→ Instructions for the task: Extract, verbatim, all lines starting at the one containing "task: provide the mask of every instance of the locomotive" and ending with the final line of the listing, and no others.
** start Material provided **
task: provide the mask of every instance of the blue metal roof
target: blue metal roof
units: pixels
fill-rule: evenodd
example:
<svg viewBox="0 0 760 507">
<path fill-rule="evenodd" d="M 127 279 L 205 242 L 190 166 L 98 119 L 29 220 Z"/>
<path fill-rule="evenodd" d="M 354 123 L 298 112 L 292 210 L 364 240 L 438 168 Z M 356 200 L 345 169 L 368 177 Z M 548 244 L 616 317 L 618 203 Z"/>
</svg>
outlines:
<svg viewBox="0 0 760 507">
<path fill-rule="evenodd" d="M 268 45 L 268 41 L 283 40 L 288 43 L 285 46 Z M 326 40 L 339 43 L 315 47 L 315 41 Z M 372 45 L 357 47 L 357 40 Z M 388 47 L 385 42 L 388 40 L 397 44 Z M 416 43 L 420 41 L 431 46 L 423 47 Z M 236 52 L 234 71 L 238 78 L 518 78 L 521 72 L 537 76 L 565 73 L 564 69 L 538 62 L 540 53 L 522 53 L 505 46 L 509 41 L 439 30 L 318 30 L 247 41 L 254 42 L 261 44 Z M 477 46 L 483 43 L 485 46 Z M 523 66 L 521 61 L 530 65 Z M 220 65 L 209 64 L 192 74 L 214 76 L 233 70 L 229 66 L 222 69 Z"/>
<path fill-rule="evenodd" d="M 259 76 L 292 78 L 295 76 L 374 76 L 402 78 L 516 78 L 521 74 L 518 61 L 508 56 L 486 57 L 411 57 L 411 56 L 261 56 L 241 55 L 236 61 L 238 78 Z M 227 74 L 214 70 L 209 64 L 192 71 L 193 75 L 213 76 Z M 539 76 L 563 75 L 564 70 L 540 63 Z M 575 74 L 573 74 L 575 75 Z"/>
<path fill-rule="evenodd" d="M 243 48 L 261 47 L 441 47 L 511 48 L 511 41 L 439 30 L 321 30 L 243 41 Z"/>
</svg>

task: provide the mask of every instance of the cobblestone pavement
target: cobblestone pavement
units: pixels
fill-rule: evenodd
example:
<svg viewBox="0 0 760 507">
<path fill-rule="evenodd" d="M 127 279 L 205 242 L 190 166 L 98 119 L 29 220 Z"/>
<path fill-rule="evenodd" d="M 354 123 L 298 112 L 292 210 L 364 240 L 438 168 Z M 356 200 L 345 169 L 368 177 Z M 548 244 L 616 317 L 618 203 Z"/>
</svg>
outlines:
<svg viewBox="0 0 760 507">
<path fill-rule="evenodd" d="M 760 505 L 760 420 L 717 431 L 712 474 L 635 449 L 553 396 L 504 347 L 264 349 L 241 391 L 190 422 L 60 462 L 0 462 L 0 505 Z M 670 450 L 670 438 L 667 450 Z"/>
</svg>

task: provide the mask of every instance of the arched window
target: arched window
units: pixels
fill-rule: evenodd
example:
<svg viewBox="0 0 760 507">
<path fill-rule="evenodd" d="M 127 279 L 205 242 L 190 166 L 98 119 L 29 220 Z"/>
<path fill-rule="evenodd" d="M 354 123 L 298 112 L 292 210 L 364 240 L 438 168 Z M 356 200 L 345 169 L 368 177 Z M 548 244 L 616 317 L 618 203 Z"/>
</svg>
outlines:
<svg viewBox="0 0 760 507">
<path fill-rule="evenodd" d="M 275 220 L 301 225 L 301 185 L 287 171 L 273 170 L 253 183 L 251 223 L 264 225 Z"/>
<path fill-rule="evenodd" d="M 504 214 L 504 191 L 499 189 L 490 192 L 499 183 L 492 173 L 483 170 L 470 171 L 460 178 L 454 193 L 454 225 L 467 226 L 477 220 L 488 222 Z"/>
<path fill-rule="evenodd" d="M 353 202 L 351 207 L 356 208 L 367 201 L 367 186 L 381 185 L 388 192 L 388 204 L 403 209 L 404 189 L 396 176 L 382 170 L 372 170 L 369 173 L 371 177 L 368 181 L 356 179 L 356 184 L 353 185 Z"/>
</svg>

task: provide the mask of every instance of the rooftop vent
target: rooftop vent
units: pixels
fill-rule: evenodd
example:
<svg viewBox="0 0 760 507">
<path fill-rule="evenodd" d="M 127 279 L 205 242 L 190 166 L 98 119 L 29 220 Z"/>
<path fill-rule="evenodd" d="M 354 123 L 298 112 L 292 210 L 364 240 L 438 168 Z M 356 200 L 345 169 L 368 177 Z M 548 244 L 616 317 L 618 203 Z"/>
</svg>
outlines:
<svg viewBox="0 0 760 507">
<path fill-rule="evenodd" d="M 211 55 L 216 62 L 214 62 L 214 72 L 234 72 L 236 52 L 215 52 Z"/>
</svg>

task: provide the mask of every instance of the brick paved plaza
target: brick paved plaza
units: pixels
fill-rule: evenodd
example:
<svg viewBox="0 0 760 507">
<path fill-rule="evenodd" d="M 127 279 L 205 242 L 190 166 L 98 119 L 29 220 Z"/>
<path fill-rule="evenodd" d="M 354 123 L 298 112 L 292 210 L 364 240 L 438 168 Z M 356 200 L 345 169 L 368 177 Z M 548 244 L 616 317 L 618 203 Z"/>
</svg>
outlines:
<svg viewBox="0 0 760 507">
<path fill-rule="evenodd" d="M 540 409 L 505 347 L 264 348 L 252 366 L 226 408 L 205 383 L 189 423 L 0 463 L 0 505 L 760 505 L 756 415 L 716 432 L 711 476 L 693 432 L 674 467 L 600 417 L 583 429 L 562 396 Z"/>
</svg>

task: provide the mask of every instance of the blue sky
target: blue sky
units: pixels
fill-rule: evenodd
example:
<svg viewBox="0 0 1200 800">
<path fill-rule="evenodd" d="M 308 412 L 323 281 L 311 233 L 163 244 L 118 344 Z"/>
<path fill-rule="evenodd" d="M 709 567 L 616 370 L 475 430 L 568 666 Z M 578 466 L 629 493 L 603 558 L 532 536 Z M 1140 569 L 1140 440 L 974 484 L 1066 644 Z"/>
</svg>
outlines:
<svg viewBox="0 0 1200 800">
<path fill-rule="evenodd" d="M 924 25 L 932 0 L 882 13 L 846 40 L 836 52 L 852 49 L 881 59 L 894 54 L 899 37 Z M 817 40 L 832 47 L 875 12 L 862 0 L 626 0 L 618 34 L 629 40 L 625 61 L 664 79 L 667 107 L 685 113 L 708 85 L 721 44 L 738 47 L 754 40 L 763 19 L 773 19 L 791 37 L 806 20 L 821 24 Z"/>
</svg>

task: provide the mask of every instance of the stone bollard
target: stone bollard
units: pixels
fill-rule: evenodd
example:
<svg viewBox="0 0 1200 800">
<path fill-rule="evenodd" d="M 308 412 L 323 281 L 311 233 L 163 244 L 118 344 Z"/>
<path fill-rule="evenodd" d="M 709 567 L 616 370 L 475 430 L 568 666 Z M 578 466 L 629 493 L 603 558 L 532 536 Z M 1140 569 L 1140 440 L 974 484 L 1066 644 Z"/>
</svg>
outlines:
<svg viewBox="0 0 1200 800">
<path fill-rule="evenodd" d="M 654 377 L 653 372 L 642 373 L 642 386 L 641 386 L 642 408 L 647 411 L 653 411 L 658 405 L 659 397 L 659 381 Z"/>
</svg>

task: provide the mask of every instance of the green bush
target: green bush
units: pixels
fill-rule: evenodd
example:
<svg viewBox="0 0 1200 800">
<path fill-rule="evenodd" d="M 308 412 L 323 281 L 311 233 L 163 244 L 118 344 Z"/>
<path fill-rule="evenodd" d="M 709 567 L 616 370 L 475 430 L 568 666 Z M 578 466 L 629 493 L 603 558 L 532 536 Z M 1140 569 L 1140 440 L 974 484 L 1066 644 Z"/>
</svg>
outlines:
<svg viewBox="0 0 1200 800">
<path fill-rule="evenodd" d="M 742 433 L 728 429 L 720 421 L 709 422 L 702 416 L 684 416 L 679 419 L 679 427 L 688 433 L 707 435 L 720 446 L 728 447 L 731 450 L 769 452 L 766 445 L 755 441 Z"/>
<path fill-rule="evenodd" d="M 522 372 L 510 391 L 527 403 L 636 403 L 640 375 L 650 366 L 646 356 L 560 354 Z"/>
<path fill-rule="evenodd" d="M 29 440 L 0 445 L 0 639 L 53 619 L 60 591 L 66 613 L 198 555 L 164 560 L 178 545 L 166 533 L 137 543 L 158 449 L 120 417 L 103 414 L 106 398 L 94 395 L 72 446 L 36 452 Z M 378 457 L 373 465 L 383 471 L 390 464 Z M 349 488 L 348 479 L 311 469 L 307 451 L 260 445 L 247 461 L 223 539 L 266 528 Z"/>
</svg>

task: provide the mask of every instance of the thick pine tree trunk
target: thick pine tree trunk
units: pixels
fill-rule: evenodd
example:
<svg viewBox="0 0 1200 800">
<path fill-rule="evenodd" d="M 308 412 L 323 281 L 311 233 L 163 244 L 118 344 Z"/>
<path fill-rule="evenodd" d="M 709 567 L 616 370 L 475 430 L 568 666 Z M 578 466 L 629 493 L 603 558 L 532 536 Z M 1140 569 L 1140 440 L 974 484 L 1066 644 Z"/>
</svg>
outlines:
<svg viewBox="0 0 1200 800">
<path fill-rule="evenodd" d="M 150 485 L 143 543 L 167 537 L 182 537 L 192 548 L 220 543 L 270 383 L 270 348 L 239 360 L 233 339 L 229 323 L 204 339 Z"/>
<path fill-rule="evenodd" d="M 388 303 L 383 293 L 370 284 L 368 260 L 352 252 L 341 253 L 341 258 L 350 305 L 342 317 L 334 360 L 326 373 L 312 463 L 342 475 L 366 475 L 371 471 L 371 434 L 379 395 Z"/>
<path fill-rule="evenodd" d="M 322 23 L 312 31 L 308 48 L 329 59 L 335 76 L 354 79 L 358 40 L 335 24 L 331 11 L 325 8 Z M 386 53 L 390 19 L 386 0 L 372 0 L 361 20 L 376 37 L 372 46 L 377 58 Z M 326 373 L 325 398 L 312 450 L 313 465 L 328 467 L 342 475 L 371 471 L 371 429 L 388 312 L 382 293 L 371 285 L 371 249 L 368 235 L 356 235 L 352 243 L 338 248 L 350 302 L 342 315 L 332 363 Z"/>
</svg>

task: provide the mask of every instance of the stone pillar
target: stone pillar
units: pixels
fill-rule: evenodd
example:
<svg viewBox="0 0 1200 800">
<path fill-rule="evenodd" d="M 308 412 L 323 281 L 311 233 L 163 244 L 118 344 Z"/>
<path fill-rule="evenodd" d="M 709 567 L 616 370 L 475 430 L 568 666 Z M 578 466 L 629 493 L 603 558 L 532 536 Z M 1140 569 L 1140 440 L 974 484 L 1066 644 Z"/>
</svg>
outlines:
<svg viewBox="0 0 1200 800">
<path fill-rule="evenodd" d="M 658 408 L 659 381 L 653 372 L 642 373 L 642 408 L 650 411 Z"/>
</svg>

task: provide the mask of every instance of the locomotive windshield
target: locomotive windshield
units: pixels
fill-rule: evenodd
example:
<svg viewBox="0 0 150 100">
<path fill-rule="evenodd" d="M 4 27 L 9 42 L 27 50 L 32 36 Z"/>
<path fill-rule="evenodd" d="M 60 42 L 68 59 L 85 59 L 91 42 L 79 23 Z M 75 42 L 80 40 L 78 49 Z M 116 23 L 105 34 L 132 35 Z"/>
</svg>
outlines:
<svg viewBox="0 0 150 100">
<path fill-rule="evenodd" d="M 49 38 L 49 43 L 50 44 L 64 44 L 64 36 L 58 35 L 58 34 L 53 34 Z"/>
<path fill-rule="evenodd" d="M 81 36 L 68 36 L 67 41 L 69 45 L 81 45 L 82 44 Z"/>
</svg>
** end Material provided **
→ Exercise answer:
task: provide the mask of every instance of the locomotive windshield
target: locomotive windshield
units: pixels
fill-rule: evenodd
example:
<svg viewBox="0 0 150 100">
<path fill-rule="evenodd" d="M 4 27 L 9 42 L 27 50 L 32 36 Z"/>
<path fill-rule="evenodd" d="M 60 42 L 68 59 L 85 59 L 91 42 L 79 23 Z M 75 42 L 80 40 L 78 49 Z M 116 23 L 105 34 L 132 35 Z"/>
</svg>
outlines:
<svg viewBox="0 0 150 100">
<path fill-rule="evenodd" d="M 49 38 L 49 43 L 50 44 L 64 44 L 64 36 L 58 35 L 58 34 L 53 34 Z"/>
<path fill-rule="evenodd" d="M 81 36 L 68 36 L 67 41 L 69 45 L 81 45 L 82 44 Z"/>
</svg>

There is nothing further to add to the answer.